*Challenge a*: Reproduce the passage about the other sources on Pilate word for word.

We have discussed Pilate as he is mentioned in the gospels, by Philo and by Flavius Josephus. These are the most important sources. There are, however, some other references to Pilate.
The first of these is the inscription on a block of limestone, which was found at Caesarea in 1961. One half of the stone is badly damaged, but we can still read the other half of it:
. . . . . . S TIBERIEVM
. . [PO]NTIVS PILATVS
Which means that Pontius Pilate, prefect of Judaea, had restored something called a "...s Tiberieum". Among scholars, this caused some sensation, because it proves that Pilate's title was praefectus Judaea, and not procurator Judaea, as the Roman historian Tacitus states.note[Tacitus, Annals 15.44.] The first readable word, Tiberieum, remains a mystery. Probably, it refers to a temple dedicated to the emperor Tiberius.
Our next item consistes of early Christian literature. The authors did their best to exculpate Pilate from the death of Jesus. In his Apologeticum, Tertullian thinks that Pilate had veen been a Christian at heart. The author of the text known as the Didascalia apostolorum informs us that Pilate did in fact not consent with the wicked deeds of the Jews.note[Didascalia apostolorum 5.19.4.] Augustine, the influential bishop of Hippo (354-430), classified Pilate among the prophets in one of his sermons.note[Sermon 201.] These authors also made up some details that are missing in our primary sources such as the name of Pilate's wife, Procla. Their agenda is obvious: they wanted to show that Christians did not worship a crucified criminal and were no menace to Roman society.

*Given records*:
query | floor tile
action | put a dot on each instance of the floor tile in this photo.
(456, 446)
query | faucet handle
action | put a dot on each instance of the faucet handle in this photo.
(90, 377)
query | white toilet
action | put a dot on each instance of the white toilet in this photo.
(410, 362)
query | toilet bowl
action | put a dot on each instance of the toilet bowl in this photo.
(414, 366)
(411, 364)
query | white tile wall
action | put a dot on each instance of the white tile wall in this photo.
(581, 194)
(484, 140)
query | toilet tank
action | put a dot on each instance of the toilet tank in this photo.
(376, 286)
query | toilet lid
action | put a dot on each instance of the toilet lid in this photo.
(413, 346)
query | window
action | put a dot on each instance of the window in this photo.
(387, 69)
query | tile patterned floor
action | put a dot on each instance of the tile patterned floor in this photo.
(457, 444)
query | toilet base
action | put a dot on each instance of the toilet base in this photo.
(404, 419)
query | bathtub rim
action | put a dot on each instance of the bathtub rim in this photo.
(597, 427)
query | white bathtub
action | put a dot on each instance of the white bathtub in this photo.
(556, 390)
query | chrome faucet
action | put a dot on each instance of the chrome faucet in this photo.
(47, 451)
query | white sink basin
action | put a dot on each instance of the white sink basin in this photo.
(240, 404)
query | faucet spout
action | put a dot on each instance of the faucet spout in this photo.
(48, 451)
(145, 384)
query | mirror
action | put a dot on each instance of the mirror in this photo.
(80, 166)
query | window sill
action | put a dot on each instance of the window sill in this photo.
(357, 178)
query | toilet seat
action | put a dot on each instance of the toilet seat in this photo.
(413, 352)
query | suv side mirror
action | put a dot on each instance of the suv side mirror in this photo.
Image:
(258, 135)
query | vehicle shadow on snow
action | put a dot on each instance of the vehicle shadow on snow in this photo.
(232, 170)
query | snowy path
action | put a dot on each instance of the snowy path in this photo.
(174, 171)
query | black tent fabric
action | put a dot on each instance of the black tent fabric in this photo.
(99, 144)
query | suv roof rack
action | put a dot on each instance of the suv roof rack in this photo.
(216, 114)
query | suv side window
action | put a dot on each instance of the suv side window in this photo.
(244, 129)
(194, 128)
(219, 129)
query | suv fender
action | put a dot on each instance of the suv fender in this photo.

*Challenge b*: Write out the entries exactly as they stand, starting with the line that contains "query | suv side window" and going on through the last line of the entries.

*Task result a*:
We have discussed Pilate as he is mentioned in the gospels, by Philo and by Flavius Josephus. These are the most important sources. There are, however, some other references to Pilate.
The first of these is the inscription on a block of limestone, which was found at Caesarea in 1961. One half of the stone is badly damaged, but we can still read the other half of it:
. . . . . . S TIBERIEVM
. . [PO]NTIVS PILATVS
Which means that Pontius Pilate, prefect of Judaea, had restored something called a "...s Tiberieum". Among scholars, this caused some sensation, because it proves that Pilate's title was praefectus Judaea, and not procurator Judaea, as the Roman historian Tacitus states.note[Tacitus, Annals 15.44.] The first readable word, Tiberieum, remains a mystery. Probably, it refers to a temple dedicated to the emperor Tiberius.
Our next item consistes of early Christian literature. The authors did their best to exculpate Pilate from the death of Jesus. In his Apologeticum, Tertullian thinks that Pilate had veen been a Christian at heart. The author of the text known as the Didascalia apostolorum informs us that Pilate did in fact not consent with the wicked deeds of the Jews.note[Didascalia apostolorum 5.19.4.] Augustine, the influential bishop of Hippo (354-430), classified Pilate among the prophets in one of his sermons.note[Sermon 201.] These authors also made up some details that are missing in our primary sources such as the name of Pilate's wife, Procla. Their agenda is obvious: they wanted to show that Christians did not worship a crucified criminal and were no menace to Roman society.

*Task result b*:
query | suv side window
action | put a dot on each instance of the suv side window in this photo.
(244, 129)
(194, 128)
(219, 129)
query | suv fender
action | put a dot on each instance of the suv fender in this photo.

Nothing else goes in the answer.